**Work to complete**
Convert part of the listing into a JSON list of strings, one string per line and blank lines omitted. Begin at the line that contains "the mountain summit." and continue through the final line of the listing.

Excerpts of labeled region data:
((
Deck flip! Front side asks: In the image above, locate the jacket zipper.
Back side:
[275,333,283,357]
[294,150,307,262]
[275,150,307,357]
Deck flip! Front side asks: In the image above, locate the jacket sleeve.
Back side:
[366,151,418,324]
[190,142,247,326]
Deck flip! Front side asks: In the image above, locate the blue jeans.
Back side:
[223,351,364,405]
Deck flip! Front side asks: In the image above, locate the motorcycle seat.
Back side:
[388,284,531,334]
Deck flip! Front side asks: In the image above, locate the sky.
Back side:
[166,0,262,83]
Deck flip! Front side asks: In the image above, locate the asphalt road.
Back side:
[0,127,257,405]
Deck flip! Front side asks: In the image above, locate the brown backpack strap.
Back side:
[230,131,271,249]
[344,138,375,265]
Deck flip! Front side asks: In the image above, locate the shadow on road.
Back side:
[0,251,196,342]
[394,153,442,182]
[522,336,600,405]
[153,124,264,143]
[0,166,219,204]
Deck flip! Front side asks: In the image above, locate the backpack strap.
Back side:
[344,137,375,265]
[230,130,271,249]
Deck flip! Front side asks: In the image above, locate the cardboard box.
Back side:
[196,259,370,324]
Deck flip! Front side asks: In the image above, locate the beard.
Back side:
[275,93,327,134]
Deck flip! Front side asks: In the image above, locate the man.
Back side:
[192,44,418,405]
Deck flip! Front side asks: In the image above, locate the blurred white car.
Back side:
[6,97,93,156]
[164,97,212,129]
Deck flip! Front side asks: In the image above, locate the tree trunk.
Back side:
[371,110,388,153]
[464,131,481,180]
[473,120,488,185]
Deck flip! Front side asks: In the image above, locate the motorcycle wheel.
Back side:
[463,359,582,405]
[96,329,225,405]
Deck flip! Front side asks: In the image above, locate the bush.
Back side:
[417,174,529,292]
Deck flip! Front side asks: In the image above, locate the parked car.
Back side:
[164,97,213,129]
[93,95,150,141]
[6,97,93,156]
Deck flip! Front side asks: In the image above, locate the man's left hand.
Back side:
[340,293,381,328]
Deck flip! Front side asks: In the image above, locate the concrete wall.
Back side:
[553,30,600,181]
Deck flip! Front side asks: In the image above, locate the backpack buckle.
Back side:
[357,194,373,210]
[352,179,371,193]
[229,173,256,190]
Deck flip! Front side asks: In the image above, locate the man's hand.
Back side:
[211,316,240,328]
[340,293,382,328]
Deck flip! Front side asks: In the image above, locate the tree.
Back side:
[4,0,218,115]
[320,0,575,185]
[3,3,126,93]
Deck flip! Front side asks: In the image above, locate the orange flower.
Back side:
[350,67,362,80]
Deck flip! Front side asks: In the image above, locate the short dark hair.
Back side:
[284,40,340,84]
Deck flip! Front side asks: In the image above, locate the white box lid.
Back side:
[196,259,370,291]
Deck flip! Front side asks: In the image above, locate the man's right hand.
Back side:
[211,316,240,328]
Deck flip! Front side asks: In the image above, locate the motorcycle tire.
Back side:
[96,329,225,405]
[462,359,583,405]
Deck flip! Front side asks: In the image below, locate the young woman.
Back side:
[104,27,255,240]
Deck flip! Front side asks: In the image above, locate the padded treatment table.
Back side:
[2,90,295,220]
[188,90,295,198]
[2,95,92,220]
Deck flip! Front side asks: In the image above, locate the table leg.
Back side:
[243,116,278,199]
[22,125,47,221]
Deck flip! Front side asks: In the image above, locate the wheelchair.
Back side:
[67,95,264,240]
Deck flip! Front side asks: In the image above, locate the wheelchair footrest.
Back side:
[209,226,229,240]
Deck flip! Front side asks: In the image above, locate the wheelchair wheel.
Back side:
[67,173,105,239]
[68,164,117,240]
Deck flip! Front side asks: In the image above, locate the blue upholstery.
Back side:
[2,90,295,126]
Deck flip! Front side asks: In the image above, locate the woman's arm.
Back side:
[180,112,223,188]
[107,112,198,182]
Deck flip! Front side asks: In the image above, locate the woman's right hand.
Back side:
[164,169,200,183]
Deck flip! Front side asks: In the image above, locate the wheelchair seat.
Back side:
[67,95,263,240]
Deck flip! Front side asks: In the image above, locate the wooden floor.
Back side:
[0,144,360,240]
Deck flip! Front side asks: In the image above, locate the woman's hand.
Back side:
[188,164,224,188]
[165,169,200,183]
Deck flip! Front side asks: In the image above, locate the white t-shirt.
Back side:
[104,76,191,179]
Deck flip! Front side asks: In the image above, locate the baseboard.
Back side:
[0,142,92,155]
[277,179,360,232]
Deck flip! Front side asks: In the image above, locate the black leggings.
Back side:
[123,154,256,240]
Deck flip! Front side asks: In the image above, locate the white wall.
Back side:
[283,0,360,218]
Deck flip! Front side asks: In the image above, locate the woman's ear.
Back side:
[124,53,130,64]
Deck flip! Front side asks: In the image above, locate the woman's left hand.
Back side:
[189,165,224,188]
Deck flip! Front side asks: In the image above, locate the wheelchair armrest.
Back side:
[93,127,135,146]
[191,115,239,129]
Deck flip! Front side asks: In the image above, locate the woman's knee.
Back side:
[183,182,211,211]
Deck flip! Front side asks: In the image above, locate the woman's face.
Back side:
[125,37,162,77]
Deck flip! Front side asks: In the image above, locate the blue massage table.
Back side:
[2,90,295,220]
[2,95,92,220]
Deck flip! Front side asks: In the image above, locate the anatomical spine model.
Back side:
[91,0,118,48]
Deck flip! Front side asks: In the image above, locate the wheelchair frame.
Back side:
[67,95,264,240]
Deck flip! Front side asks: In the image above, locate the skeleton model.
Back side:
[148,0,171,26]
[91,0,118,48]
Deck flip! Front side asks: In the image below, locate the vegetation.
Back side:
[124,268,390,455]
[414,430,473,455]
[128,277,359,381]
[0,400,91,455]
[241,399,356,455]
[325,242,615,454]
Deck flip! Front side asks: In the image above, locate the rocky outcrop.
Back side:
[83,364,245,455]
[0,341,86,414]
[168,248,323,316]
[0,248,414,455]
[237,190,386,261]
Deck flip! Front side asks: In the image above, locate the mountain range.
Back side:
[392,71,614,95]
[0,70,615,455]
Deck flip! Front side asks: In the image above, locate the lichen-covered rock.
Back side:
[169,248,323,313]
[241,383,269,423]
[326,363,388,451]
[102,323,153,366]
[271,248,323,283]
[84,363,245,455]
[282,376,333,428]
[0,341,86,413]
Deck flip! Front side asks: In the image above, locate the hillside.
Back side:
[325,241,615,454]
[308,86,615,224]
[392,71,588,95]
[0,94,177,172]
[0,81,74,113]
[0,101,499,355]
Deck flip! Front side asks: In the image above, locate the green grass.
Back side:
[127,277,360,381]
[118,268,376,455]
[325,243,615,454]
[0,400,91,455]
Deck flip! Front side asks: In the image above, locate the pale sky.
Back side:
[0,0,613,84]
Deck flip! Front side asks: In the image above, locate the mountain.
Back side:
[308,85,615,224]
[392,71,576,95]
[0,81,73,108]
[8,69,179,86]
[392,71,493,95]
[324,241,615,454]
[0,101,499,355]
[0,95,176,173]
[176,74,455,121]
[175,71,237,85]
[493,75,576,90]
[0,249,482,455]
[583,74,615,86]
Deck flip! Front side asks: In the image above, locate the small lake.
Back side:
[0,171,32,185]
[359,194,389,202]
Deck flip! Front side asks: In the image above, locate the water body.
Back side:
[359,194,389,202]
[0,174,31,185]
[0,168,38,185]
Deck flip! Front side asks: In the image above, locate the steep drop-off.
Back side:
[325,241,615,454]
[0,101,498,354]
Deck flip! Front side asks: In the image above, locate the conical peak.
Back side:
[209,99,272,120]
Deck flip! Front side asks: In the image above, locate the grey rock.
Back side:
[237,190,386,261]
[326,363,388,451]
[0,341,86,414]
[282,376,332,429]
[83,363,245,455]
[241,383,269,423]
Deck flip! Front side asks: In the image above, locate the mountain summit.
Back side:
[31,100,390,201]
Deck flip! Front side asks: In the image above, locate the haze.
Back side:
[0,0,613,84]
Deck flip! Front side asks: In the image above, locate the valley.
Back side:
))
**Written answer**
[
  "Deck flip! Front side asks: In the image above, locate the mountain summit.",
  "Back side:",
  "[31,100,390,201]",
  "Deck flip! Front side asks: In the image above, locate the haze.",
  "Back side:",
  "[0,0,613,84]",
  "Deck flip! Front side asks: In the image above, locate the valley.",
  "Back side:"
]